§ What is being asked
Reproduce the line that contains "[indicate] compound eye" and every line after it through the end of the records, exactly, with nothing added.

§ Material shown

▽

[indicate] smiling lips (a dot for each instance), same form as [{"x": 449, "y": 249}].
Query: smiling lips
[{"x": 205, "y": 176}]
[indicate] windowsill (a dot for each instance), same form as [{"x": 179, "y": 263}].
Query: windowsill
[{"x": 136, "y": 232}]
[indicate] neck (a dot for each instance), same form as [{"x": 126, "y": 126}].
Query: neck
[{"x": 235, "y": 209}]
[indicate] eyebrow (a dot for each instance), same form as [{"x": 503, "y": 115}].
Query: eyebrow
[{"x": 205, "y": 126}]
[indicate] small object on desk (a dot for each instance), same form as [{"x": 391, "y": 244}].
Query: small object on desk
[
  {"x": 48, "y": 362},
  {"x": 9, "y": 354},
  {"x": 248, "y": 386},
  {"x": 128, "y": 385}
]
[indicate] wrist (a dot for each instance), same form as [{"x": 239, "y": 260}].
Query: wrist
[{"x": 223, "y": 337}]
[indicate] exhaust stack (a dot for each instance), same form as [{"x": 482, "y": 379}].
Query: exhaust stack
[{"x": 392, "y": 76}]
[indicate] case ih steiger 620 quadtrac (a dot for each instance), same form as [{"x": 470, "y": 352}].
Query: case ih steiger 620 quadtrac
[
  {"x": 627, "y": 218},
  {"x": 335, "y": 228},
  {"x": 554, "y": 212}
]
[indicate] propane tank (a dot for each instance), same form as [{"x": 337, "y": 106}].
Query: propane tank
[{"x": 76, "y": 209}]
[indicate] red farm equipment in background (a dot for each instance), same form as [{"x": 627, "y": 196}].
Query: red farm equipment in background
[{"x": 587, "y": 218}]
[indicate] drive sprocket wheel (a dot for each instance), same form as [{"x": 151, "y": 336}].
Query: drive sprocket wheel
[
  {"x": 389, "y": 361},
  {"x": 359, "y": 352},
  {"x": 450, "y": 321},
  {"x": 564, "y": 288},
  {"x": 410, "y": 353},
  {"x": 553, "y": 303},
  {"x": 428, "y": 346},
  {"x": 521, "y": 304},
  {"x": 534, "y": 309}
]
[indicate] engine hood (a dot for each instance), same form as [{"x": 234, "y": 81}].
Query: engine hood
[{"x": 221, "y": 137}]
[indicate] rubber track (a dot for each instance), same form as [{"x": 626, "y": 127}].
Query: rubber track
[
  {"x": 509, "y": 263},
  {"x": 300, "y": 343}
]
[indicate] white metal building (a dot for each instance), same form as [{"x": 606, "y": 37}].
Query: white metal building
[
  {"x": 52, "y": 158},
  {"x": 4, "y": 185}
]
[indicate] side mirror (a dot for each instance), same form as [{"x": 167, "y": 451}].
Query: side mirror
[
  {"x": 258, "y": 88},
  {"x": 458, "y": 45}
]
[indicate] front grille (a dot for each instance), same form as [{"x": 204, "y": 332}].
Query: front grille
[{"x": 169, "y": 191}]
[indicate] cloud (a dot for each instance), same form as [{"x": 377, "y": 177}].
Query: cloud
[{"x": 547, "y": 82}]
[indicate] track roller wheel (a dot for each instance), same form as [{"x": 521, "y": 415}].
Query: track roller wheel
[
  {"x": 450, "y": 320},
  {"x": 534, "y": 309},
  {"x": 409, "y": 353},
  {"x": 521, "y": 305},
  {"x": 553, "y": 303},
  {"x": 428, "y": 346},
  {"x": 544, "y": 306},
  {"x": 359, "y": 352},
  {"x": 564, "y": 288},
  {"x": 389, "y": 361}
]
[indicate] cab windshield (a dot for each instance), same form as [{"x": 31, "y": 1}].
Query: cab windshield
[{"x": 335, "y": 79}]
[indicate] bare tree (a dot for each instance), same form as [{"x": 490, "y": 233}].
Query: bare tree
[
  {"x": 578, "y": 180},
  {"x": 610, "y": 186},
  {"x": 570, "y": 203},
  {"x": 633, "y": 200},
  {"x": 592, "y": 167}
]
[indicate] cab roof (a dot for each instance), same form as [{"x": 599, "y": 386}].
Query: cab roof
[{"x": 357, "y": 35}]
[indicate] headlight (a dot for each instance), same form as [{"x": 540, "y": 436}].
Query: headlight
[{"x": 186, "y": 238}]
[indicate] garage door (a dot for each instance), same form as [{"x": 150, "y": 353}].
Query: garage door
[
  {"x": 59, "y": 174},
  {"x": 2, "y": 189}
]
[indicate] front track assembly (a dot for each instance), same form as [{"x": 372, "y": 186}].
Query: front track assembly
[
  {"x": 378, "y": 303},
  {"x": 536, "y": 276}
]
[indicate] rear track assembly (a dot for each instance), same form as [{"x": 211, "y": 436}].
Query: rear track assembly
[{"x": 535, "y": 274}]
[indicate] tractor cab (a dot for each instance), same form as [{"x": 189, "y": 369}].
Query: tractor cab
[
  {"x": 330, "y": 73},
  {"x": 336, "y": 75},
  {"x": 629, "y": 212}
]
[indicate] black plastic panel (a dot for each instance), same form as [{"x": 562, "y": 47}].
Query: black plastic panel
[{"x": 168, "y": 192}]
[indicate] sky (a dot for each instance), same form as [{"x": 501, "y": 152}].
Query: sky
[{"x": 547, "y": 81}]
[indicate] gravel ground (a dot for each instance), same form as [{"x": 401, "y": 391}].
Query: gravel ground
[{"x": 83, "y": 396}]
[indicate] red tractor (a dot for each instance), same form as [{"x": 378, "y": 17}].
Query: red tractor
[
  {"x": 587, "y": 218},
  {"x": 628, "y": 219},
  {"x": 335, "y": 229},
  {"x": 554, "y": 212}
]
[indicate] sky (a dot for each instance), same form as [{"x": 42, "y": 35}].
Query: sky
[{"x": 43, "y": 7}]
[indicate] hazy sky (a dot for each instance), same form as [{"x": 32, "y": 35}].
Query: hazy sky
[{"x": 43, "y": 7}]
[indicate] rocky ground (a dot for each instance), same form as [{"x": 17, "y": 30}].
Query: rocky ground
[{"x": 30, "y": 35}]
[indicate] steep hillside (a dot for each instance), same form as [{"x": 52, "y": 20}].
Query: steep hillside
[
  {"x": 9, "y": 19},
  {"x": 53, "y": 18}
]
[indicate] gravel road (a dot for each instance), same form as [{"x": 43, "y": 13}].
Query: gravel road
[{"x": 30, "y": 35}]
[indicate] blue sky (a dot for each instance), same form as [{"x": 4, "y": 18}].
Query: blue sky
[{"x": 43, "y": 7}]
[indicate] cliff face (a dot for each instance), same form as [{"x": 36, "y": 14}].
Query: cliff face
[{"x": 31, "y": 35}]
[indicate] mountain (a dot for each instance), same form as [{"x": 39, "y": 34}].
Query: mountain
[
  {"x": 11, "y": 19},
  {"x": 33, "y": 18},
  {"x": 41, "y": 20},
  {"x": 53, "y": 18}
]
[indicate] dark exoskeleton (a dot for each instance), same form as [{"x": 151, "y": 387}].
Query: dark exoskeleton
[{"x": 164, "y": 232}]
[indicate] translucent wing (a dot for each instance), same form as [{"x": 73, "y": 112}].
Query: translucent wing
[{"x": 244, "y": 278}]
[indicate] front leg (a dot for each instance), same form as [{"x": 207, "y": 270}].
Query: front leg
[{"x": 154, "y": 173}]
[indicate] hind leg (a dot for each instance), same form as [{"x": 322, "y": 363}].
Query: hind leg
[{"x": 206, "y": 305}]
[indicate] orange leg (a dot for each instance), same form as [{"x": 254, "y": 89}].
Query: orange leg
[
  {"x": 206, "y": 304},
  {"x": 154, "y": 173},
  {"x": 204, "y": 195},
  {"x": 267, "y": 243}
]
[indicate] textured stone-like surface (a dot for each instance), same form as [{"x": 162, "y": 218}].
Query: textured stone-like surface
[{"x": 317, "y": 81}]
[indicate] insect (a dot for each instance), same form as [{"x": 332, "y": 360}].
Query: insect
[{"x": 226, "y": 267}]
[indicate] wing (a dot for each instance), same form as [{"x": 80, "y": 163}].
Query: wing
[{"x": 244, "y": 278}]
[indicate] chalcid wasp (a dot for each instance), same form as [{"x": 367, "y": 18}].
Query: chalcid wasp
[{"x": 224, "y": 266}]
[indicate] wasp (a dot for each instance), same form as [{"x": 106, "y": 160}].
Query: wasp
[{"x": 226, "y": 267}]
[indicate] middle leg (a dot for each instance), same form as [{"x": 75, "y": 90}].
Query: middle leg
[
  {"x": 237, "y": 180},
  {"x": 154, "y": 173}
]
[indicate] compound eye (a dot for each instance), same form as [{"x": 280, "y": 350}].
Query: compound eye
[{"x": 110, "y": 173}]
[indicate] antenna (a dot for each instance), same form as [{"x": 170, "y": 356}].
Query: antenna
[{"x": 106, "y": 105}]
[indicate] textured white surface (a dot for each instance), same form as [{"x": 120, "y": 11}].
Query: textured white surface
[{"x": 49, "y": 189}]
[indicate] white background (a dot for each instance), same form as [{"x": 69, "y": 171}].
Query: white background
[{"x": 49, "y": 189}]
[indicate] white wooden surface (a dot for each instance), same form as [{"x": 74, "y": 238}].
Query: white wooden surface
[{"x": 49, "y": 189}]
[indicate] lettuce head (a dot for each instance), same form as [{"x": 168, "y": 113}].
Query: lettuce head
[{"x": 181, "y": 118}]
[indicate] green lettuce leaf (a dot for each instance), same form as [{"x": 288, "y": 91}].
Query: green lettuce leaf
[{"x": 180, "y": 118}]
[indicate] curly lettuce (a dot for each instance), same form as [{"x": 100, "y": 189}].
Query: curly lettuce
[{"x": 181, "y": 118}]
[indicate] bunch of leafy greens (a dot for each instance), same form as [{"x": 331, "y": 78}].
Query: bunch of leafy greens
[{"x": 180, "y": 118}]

△

§ Response below
[indicate] compound eye (a dot for each instance), same form as [{"x": 280, "y": 350}].
Query: compound eye
[{"x": 110, "y": 173}]
[indicate] antenna (a dot for each instance), same form as [{"x": 170, "y": 356}].
Query: antenna
[{"x": 106, "y": 105}]
[indicate] textured white surface (a dot for each instance), same form as [{"x": 120, "y": 11}].
Query: textured white surface
[{"x": 49, "y": 189}]
[indicate] white background (a dot for each instance), same form as [{"x": 69, "y": 171}].
Query: white background
[{"x": 49, "y": 189}]
[indicate] white wooden surface (a dot for each instance), same form as [{"x": 74, "y": 238}].
Query: white wooden surface
[{"x": 49, "y": 189}]
[indicate] lettuce head (a dot for each instance), same form as [{"x": 168, "y": 113}].
Query: lettuce head
[{"x": 181, "y": 118}]
[indicate] green lettuce leaf (a dot for each instance), same form as [{"x": 288, "y": 91}].
Query: green lettuce leaf
[{"x": 180, "y": 118}]
[indicate] curly lettuce (a dot for each instance), same form as [{"x": 100, "y": 189}].
Query: curly lettuce
[{"x": 181, "y": 118}]
[indicate] bunch of leafy greens (a dot for each instance), same form as [{"x": 331, "y": 78}].
Query: bunch of leafy greens
[{"x": 180, "y": 118}]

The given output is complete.